### [PAGE EXTRACT]
Start of Block

With CPR and a string of inspired judgment calls, the doctors revive the doll. The relief on their faces when the plastic baby in the mock drill cries is entirely real.

Twenty minutes later in the operating-room wing at Children's, plastic surgeon Scott Bartlett has his brow knit in concentration as he coordinates details of Gerard McGrenaghan's morning surgery. At 8:30, a team arrives to wheel him in his bed to the operating room.

9 a.m. Now Bartlett has begun. In surgery, he will saw through a large bone in Gerard McGrenaghan's jaw, allowing the teenager's forehead and jaw to gradually realign using an appliance that will pull them into place. The operation is expected to last four hours.

Sue McGrenaghan won't be waiting alone. Gerard McGrenaghan's father, sister, and brother, and his sister's fiancé, have all converged on Children's this morning to be with him. "We travel as a pack," Sue McGrenaghan said. "He has lots of support."

9:40 a.m. Gerard McGrenaghan's pack is gathered in a waiting room, where they look oddly calm. "I've learned to tone it down," his mother said. When he was a newborn, "he looked like a little blue chicken," she said. "We couldn't even hold him." Now he is a black belt in karate.

Gerard McGrenaghan's father, Pat, acknowledged: "I'm a little nuts inside." Although they are divorced, he and Sue McGrenaghan are warm toward each other and in sync as members of Team Gerard.

10 a.m. Andy Reid is in the house! The Eagles coach tries to visit Children's Hospital every spring, and his visit to Unit 5 West is well-timed for Alexis Jeffries, 13, of Levittown. "Today's my birthday," Jeffries says. It's her first day as an official teenager, and she's stuck in the hospital with a kidney stone.

11 a.m. Thursday story time is winding down in the Connelly Family Center, a homey refuge for patients and their parents.

End of Block

[Object grounding data in natural language]
Start of Block

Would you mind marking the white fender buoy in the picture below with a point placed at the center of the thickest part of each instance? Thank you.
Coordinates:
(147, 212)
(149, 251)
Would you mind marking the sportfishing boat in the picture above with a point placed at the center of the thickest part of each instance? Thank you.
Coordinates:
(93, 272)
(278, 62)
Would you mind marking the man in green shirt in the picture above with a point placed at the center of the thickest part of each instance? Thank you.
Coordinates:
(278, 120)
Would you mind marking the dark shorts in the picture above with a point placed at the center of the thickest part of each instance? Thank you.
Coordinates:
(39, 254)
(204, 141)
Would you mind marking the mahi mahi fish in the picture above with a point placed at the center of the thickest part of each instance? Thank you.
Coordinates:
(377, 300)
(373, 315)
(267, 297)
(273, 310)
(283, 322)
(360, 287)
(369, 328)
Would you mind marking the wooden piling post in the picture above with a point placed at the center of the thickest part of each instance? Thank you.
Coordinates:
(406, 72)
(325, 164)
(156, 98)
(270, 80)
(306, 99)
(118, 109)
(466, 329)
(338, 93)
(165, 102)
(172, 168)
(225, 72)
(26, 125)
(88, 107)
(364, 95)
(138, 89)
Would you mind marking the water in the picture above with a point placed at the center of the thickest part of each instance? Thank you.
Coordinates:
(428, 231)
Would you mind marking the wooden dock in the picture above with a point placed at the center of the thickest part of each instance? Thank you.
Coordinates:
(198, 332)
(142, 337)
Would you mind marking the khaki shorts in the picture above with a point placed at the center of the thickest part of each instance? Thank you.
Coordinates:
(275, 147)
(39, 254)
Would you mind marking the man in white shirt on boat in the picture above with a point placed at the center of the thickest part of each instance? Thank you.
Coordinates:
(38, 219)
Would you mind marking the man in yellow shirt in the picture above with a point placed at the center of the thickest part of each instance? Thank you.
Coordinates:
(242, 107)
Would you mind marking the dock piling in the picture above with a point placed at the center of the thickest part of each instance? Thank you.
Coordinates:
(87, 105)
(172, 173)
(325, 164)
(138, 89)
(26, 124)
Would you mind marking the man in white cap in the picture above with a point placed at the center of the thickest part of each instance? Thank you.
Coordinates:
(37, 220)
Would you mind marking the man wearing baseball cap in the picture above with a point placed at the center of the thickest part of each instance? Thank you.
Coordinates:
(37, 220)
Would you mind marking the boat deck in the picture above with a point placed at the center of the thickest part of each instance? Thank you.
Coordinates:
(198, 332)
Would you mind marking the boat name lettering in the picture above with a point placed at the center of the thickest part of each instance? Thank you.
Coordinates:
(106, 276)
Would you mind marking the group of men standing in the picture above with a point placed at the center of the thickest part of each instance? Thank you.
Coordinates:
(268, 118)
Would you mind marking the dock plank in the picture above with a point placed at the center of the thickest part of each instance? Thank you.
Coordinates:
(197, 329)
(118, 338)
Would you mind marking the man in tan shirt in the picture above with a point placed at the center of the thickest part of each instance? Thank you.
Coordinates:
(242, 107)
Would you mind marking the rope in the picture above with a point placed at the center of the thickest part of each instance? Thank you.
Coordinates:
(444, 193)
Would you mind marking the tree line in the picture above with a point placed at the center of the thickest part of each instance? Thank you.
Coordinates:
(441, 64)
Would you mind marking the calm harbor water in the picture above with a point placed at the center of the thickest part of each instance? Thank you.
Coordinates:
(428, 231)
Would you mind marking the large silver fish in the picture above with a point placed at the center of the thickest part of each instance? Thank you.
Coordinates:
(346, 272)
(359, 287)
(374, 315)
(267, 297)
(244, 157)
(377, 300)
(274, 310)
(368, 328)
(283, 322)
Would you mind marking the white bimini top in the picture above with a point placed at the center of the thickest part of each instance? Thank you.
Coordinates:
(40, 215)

End of Block

### [ACTIVITY LIST]
- A) Reproduce the Children's Hospital article from "9 a.m. Now Bartlett" up to and including "last four hours.".
- B) According to the Children's Hospital article, how long is Gerard McGrenaghan's operation expected to last?
- C) Continue the Children's Hospital article from the point where it stops.
The listing comes from a different source than the Children's Hospital article.

### [RESPONSES IN ORDER]
- A)
9 a.m. Now Bartlett has begun. In surgery, he will saw through a large bone in Gerard McGrenaghan's jaw, allowing the teenager's forehead and jaw to gradually realign using an appliance that will pull them into place. The operation is expected to last four hours.

- B) Four hours.

- C)
Zoning out as they listen to an Irish storyteller are 16-month-old London Dally and her parents. London, a cancer patient, is at Children's for a round of inpatient chemo. (Our sidebar, "Visiting London," has more about her.) Right now, she's holding hands with her father, Ben, as she sits on the lap of her mother, Susan Ratti.

When London gets squirmy, Ratti absentmindedly removes the child's socks and strokes the soles of her bare feet to soothe her. If it weren't for the pole hung with bags of intravenous treatments, this could be the tableau of a loving family anywhere.

Noon. Nurses and surgeons and baby-formula technicians and maintenance men all have to eat. While today's 441 inpatients are dialing for room service (options include build-your-own pizzas and fajitas), the hospital staff crowds a stadium-size lunchroom. Children's employs 10,456 people, making it one of the region's top employers.

1 p.m. In a patient room, Christie Brundege, a 22-year-old mother from Uniontown, near Pittsburgh, coos at her 4-month-old son, Troy, who is about to undergo a diagnostic test for a rare condition called hyperinsulinism.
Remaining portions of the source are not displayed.